__Task to carry out__
Take the lines below between the one holding "For every instance of the forested" and the one holding "For every instance of the safety", inclusive, and copy them exactly. Add nothing.

__Data__
■ ■ ■

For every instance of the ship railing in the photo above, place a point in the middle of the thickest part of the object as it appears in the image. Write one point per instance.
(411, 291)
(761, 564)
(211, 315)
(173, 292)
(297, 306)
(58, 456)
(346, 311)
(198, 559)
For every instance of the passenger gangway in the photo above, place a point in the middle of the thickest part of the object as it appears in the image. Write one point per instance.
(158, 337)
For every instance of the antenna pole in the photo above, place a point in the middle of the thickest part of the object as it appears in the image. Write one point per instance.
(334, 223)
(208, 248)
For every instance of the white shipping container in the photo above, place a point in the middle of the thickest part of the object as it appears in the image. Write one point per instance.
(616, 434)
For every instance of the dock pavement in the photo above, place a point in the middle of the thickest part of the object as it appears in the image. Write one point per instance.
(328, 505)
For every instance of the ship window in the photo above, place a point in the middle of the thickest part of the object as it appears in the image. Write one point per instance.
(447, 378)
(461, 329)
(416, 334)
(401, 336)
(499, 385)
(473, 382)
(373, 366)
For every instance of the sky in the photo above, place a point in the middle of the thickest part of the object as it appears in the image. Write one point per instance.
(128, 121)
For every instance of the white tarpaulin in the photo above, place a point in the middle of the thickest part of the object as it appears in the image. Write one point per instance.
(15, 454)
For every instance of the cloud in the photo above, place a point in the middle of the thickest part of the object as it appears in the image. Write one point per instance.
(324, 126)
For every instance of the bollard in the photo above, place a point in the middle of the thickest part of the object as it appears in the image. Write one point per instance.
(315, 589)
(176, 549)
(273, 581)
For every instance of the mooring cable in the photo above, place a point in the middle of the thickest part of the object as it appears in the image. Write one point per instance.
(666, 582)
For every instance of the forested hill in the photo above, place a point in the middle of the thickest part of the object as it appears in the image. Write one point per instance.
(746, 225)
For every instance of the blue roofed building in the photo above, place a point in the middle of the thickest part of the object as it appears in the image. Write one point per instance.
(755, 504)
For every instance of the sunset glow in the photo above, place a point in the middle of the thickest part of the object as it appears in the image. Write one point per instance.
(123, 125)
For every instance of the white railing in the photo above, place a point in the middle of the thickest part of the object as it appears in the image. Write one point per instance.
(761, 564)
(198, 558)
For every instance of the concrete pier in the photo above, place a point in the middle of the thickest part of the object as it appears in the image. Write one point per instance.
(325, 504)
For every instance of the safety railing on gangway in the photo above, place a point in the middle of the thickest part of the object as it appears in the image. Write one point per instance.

■ ■ ■

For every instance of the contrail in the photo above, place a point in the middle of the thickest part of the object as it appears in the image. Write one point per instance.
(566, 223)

■ ■ ■

__Response to the exercise__
For every instance of the forested hill in the photo above, place a point in the middle of the thickest part of the object as it appears in the image. Write one point per instance.
(746, 225)
For every instance of the blue roofed building in the photo above, place a point in the middle of the thickest part of the object as it appears in the image. Write one point per instance.
(755, 504)
For every instance of the sunset glow in the photo above, place a point in the middle of the thickest part of the object as it appears in the image. Write one point per instance.
(123, 125)
For every instance of the white railing in the photo above, place a point in the middle of the thickest part of the object as it appears in the image. Write one point per instance.
(761, 564)
(198, 558)
For every instance of the concrete pier in the photo above, place a point in the middle of the thickest part of the object as it appears in the image. Write one point per instance.
(325, 504)
For every instance of the safety railing on gangway in the photo above, place a point in the middle of the thickest part of the object as it appears in the image. Write one point per instance.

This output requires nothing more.